*** Opening of Text shown ***
I agree with your intuition. The problem I'm struggling with is an feeling that I'm giving up a good thing I ought to keep simply because it's reliable income.

You have a fair point on the request for a full case study. Because my question seems more psychological than financial in nature, I'm not sure that baring the gritty details of my finances will help people recommend an answer. I suppose a follow-up question to you post-fire folks is: did you feel similarly before you FIRE'd, i.e. that you were giving up a good job that you ought to keep even though you didn't need it anymore? If so, how did you deal with that feeling?

Feeling conflicted about giving up a good thing simply because it's reliable income (when you already have enough saved) is called "One More Year Syndrome" (OMY).
There can certainly be good reasons to stay - if, for example, you enjoy the work or the social interactions, or if staying OMY is so financially adventageous that it will allow you to do something or have a level of safety that you otherwise couldn't by pulling the plug today.  Search "OMY" or "one more year" on this forum and you'll find a lot of discussion about how to combat it, when it's actually useful and how to evaluate the differences.
*** Close of Text shown ***
*** Opening of Supplied records ***
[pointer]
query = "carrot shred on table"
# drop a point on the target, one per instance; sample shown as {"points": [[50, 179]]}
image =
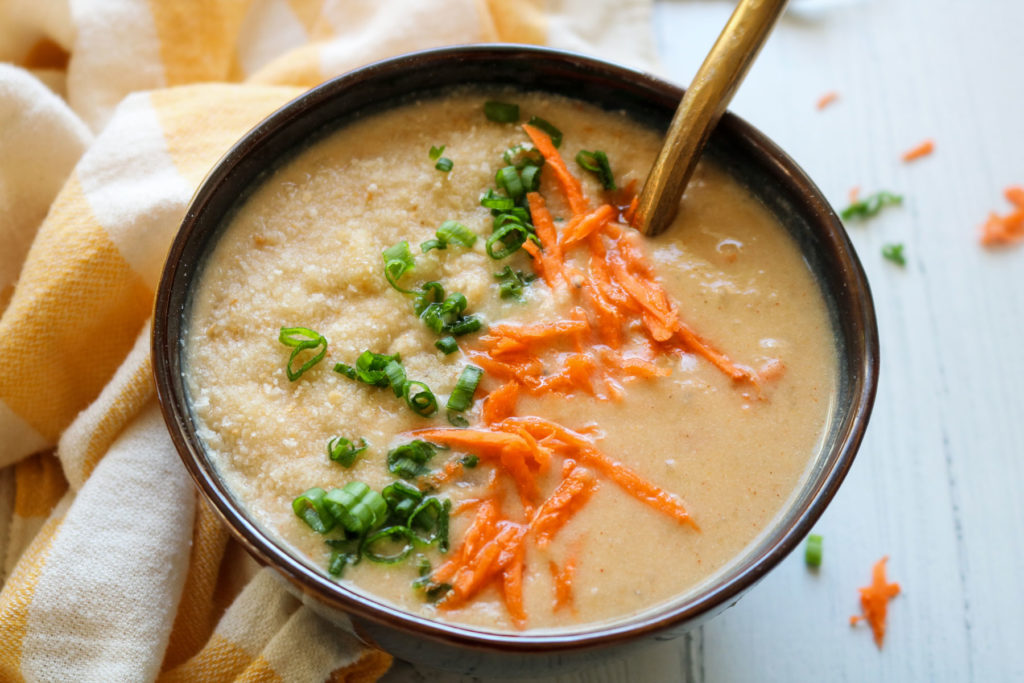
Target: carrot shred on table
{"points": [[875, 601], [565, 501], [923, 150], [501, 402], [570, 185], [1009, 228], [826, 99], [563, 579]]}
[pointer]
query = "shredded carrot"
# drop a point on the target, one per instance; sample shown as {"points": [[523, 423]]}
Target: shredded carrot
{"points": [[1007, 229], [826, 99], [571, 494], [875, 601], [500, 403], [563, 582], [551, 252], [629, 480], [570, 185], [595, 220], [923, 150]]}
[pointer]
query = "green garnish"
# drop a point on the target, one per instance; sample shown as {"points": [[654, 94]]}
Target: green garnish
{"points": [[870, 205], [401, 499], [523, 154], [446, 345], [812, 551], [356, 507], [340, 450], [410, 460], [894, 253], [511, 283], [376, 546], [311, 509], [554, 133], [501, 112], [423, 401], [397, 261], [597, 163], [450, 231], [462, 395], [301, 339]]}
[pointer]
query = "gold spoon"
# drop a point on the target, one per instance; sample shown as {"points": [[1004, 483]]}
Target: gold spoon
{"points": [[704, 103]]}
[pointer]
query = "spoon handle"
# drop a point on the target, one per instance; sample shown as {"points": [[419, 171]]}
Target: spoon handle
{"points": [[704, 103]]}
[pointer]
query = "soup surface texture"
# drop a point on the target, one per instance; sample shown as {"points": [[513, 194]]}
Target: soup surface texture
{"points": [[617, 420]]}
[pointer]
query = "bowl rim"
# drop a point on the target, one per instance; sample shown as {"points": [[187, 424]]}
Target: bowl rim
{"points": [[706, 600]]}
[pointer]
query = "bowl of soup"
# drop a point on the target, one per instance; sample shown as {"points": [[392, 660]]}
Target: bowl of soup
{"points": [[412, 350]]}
*** Close of Supplied records ***
### Exercise set
**A)** According to the retirement forum discussion, what topics will you find if you search the forum for "OMY" or "one more year"? List each one.
**B)** Could you carry on the retirement forum discussion from its final sentence?

### Written answers
**A)**
- How to combat it
- When it's actually useful
- How to evaluate the differences

**B)**
Regarding the case study - your question may be more psycological than financial in nature, but one of the things a case study can do is help others see if there might be something you've missed.  IMO, the best way to fight psycological doubts is with hard data.  It's often surprising how financial data can elucidate behavioral wants/desires, and someone might look at your numbers and say "I see you spend a lot on 'X' - if you did 'Y' it might both increase your happiness and your financial security.
That said, not everyone wants to share their details (even semi-anonomously online).  A case study is just my suggestion.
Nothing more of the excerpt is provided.